## Texto fornecido
┌────────
Sentia muito animado , mas por um bom tempo curti muita saudade de tudo e de todos ( família, amigos e do que fazia) de Parapuã; No começo ia visitar uma vez por mês , depois com o passar do tempo foi diminuindo na medida em que ia criando novas amizades e diversão em Pompeia; Os Ceschins eram sócios do clube recreativo e me colocaram como sócios e passei a frequentar  piscina que era muito legal ;No clube fiz muitas amizades nos encontros de domingo à tarde.


A Dona Rosalina , mãe dos meninos me tratava igual aos filhos ,e portanto apesar de pagar pensão, tinha que dividir as tarefas de casa como arrumar a cama, encerar e passar escovão nos assoalho, tirar água do poço ,lustrar moveis, etç.; Ela era ótima boleira e sempre tinha encomenda, e com o material que sobrava, fazia outro para nós; Ajudava bater a clara de ovos e quando pronto, eu  ia entregar.
└────────
## Material extraído
┌────────
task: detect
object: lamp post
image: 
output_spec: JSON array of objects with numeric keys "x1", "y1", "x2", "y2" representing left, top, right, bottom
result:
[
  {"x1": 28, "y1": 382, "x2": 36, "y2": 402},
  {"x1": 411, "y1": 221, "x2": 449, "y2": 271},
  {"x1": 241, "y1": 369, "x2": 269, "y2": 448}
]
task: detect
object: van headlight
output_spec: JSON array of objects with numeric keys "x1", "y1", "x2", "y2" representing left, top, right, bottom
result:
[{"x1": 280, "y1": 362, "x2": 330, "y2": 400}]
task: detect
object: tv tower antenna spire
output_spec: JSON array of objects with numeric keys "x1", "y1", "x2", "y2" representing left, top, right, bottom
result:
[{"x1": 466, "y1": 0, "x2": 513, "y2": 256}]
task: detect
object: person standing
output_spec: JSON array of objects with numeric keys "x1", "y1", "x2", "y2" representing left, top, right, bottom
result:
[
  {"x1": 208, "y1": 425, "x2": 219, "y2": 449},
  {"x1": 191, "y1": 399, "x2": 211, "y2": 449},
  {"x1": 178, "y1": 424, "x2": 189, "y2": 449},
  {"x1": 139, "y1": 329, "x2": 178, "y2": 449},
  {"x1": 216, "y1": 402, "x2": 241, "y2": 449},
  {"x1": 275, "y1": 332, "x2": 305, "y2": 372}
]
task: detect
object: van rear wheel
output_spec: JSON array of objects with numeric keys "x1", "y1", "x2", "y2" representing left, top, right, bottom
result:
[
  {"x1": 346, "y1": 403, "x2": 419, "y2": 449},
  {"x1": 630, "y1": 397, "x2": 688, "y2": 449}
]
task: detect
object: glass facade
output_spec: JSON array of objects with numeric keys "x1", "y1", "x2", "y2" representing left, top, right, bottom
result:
└────────
## Sua tarefa
Segundo o texto fornecido, com que frequência eram feitas as visitas a Parapuã no começo? Os registros são um material separado do texto fornecido.

## Resposta do exercício
Uma vez por mês.